- Task details -
Could you copy every record below exactly as it stands?

Data extracts START

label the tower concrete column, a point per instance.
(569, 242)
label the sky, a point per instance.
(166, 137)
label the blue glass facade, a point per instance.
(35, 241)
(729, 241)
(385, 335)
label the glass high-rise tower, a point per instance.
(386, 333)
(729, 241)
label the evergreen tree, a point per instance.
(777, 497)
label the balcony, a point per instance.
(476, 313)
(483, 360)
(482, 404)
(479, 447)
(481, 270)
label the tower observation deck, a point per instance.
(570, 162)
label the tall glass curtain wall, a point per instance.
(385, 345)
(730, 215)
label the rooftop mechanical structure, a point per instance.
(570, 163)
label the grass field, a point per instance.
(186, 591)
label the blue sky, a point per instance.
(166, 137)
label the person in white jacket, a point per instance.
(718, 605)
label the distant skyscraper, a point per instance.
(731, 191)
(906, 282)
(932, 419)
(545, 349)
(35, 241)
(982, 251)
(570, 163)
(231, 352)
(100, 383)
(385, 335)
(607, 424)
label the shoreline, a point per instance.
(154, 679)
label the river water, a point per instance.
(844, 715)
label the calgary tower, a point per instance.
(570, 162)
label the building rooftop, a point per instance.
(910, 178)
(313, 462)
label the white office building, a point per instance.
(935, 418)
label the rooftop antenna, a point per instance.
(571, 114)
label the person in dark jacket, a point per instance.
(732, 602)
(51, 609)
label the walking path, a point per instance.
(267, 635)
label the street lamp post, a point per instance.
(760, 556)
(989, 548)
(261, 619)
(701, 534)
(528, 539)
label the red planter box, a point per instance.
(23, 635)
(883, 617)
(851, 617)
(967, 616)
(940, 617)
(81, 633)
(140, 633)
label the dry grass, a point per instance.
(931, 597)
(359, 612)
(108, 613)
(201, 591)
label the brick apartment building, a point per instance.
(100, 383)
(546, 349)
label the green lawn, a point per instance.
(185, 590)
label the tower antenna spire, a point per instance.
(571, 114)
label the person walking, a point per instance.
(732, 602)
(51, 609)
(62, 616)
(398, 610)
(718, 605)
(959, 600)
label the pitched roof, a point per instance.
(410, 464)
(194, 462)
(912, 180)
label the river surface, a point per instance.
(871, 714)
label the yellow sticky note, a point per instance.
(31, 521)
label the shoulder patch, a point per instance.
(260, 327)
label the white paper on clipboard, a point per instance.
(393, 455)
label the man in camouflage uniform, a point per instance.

Data extracts END

- Task result -
label the tower concrete column, a point per instance.
(569, 242)
label the sky, a point per instance.
(166, 137)
label the blue glass facade, a point per instance.
(35, 241)
(729, 241)
(385, 335)
label the glass high-rise tower, a point per instance.
(386, 333)
(729, 241)
label the evergreen tree, a point per instance.
(777, 497)
label the balcony, a point per instance.
(476, 313)
(483, 360)
(482, 404)
(479, 447)
(481, 270)
label the tower observation deck, a point per instance.
(570, 162)
label the tall glass curtain wall, a point per instance.
(385, 345)
(730, 215)
label the rooftop mechanical structure, a point per instance.
(570, 163)
label the grass field, a point per instance.
(186, 591)
label the blue sky, a point per instance.
(166, 137)
label the person in white jacket, a point per instance.
(718, 605)
label the distant skyscraper, a point per instance.
(731, 191)
(906, 282)
(932, 419)
(545, 349)
(35, 241)
(982, 251)
(570, 163)
(231, 352)
(100, 383)
(385, 335)
(607, 424)
label the shoreline, a point per instance.
(154, 679)
label the river water, a point per instance.
(844, 715)
label the calgary tower, a point per instance.
(570, 162)
label the building rooftop, a point per instance.
(910, 178)
(313, 462)
label the white office building, a point per instance.
(935, 418)
label the rooftop antenna, a point per instance.
(571, 114)
label the person in dark jacket, a point per instance.
(732, 602)
(51, 609)
label the walking path, a point per instance.
(267, 635)
label the street lamp post, a point per instance.
(760, 556)
(989, 548)
(261, 619)
(701, 534)
(528, 539)
label the red planter box, a point per instance.
(23, 635)
(883, 617)
(851, 617)
(967, 616)
(940, 617)
(81, 633)
(140, 633)
label the dry grass, a point per instance.
(931, 597)
(359, 612)
(108, 613)
(201, 591)
label the brick apartment building, a point per instance.
(100, 383)
(546, 349)
label the green lawn, a point per instance.
(185, 590)
label the tower antenna spire, a point per instance.
(571, 114)
label the person walking, a point per instance.
(732, 602)
(51, 609)
(62, 616)
(398, 610)
(718, 605)
(959, 600)
label the pitched roof, a point per instance.
(410, 464)
(194, 462)
(912, 180)
label the river surface, a point per instance.
(871, 714)
label the yellow sticky note, a point per instance.
(31, 521)
label the shoulder patch, a point per instance.
(260, 327)
label the white paper on clipboard, a point per instance.
(393, 455)
label the man in camouflage uniform, a point per instance.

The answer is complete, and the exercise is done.